[Point localization data]

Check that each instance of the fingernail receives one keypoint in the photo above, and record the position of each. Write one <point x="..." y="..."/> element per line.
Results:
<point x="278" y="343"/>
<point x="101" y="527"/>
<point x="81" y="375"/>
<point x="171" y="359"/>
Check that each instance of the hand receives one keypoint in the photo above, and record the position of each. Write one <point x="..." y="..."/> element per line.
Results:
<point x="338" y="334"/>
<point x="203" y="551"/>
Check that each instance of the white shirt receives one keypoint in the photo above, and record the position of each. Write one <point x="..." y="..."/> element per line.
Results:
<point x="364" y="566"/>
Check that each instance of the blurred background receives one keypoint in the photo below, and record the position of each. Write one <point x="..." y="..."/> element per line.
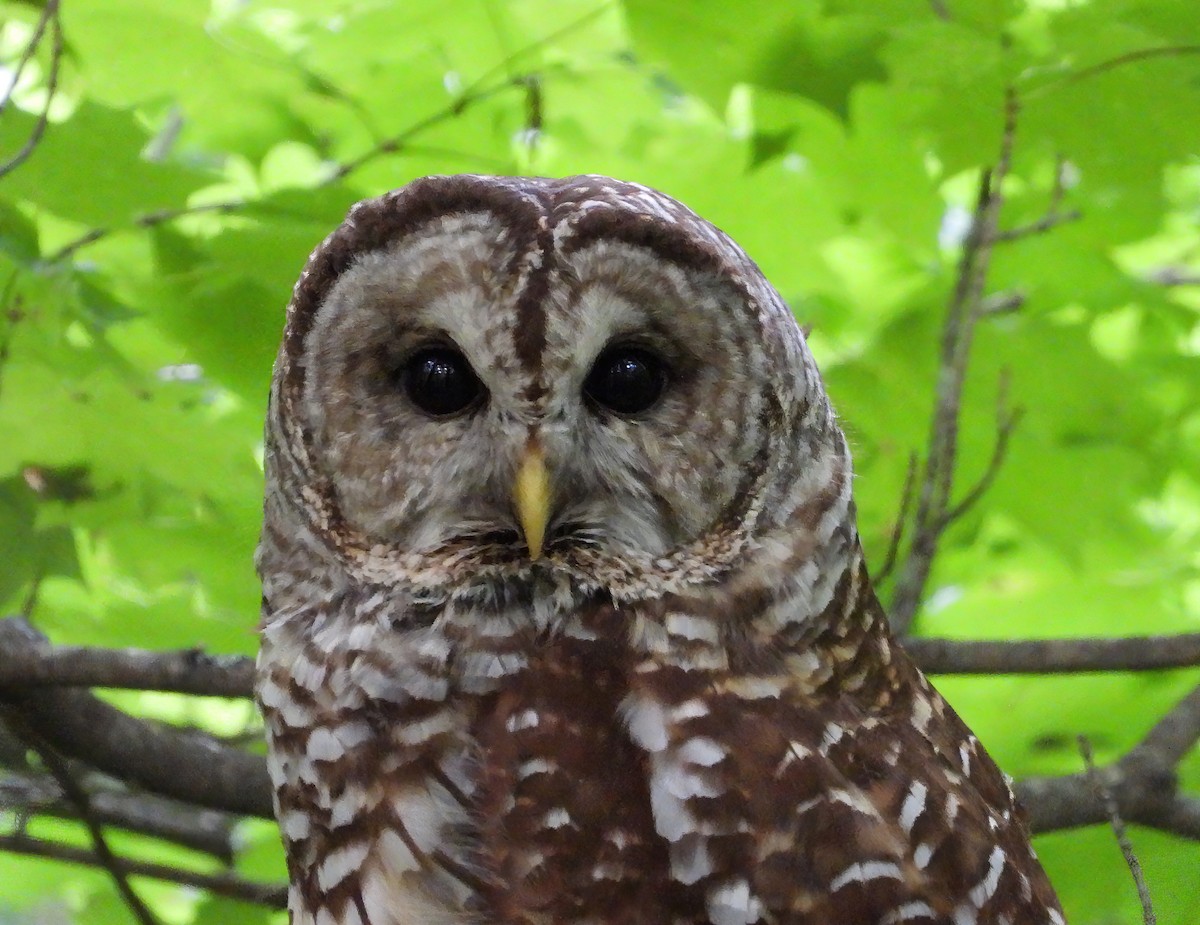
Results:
<point x="166" y="168"/>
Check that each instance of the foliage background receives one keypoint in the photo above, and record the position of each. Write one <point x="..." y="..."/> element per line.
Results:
<point x="196" y="151"/>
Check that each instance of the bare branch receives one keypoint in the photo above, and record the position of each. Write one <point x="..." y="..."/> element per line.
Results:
<point x="1111" y="64"/>
<point x="191" y="671"/>
<point x="1144" y="784"/>
<point x="1176" y="733"/>
<point x="906" y="496"/>
<point x="49" y="12"/>
<point x="52" y="85"/>
<point x="1006" y="422"/>
<point x="1119" y="830"/>
<point x="192" y="768"/>
<point x="400" y="142"/>
<point x="148" y="220"/>
<point x="1043" y="224"/>
<point x="964" y="311"/>
<point x="79" y="799"/>
<point x="221" y="884"/>
<point x="1171" y="276"/>
<point x="1001" y="304"/>
<point x="198" y="829"/>
<point x="1054" y="656"/>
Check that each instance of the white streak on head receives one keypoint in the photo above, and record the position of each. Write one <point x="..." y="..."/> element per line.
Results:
<point x="913" y="805"/>
<point x="523" y="720"/>
<point x="702" y="750"/>
<point x="687" y="626"/>
<point x="323" y="746"/>
<point x="915" y="910"/>
<point x="535" y="766"/>
<point x="987" y="888"/>
<point x="689" y="710"/>
<point x="690" y="859"/>
<point x="733" y="904"/>
<point x="340" y="863"/>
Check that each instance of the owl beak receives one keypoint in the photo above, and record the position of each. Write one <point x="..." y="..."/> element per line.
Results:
<point x="532" y="496"/>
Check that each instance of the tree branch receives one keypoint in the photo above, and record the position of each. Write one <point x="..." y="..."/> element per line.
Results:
<point x="1119" y="830"/>
<point x="192" y="768"/>
<point x="198" y="829"/>
<point x="82" y="803"/>
<point x="1054" y="656"/>
<point x="221" y="884"/>
<point x="51" y="16"/>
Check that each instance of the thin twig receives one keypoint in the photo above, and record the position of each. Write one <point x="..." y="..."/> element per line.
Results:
<point x="1045" y="223"/>
<point x="906" y="496"/>
<point x="190" y="827"/>
<point x="966" y="307"/>
<point x="78" y="797"/>
<point x="52" y="85"/>
<point x="221" y="884"/>
<point x="1171" y="276"/>
<point x="399" y="142"/>
<point x="148" y="220"/>
<point x="1054" y="656"/>
<point x="1111" y="64"/>
<point x="1006" y="422"/>
<point x="48" y="12"/>
<point x="1119" y="830"/>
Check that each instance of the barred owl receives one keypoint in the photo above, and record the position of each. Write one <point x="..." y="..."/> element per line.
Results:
<point x="564" y="611"/>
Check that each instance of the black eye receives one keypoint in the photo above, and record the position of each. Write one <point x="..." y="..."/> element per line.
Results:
<point x="441" y="382"/>
<point x="625" y="379"/>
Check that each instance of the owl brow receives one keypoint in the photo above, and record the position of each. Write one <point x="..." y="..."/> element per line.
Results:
<point x="669" y="241"/>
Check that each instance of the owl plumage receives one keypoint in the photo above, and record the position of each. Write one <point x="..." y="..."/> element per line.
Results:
<point x="565" y="617"/>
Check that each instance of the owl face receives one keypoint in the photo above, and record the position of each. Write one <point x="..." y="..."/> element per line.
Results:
<point x="507" y="391"/>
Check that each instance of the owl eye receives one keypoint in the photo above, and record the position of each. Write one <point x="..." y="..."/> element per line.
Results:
<point x="625" y="379"/>
<point x="441" y="382"/>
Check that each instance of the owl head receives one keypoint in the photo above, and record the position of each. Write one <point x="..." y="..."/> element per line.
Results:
<point x="493" y="377"/>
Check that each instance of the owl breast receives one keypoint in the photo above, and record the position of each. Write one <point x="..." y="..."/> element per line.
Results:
<point x="565" y="617"/>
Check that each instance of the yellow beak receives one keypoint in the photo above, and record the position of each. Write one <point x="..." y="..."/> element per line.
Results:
<point x="531" y="497"/>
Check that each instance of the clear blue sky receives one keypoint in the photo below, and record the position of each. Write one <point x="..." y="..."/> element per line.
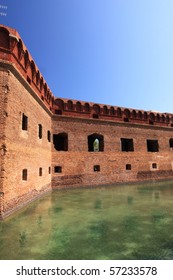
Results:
<point x="117" y="52"/>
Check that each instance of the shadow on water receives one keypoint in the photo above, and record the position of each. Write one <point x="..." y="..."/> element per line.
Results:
<point x="118" y="222"/>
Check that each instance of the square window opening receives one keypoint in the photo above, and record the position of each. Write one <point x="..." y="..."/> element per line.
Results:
<point x="24" y="122"/>
<point x="154" y="165"/>
<point x="40" y="171"/>
<point x="96" y="168"/>
<point x="24" y="174"/>
<point x="58" y="169"/>
<point x="128" y="167"/>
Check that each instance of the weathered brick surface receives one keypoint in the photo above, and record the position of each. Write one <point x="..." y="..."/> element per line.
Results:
<point x="24" y="149"/>
<point x="24" y="91"/>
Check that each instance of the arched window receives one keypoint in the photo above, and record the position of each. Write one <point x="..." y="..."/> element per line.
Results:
<point x="60" y="141"/>
<point x="87" y="107"/>
<point x="171" y="143"/>
<point x="167" y="118"/>
<point x="145" y="116"/>
<point x="127" y="113"/>
<point x="134" y="114"/>
<point x="78" y="106"/>
<point x="119" y="112"/>
<point x="140" y="115"/>
<point x="95" y="143"/>
<point x="70" y="105"/>
<point x="105" y="110"/>
<point x="112" y="111"/>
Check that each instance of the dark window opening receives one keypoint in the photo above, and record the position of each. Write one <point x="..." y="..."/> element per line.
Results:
<point x="128" y="167"/>
<point x="154" y="165"/>
<point x="58" y="112"/>
<point x="96" y="168"/>
<point x="127" y="145"/>
<point x="171" y="142"/>
<point x="40" y="131"/>
<point x="24" y="122"/>
<point x="28" y="80"/>
<point x="24" y="174"/>
<point x="152" y="146"/>
<point x="95" y="143"/>
<point x="95" y="116"/>
<point x="48" y="136"/>
<point x="151" y="122"/>
<point x="126" y="120"/>
<point x="58" y="169"/>
<point x="40" y="171"/>
<point x="60" y="141"/>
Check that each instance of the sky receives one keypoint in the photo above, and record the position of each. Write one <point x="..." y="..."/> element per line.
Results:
<point x="115" y="52"/>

**WORK TO BE COMPLETED**. The answer must be every line of the data that holds the word "white".

**SOLUTION TO THIS PROBLEM**.
Check that each instance of the white shirt receives one keypoint in the photo above, and record the position of each. Write one <point x="..." y="..."/> element per line.
Check that each instance of the white streak on head receives one keypoint in the photo above, and record the position of each. Write one <point x="..." y="..."/> element per line.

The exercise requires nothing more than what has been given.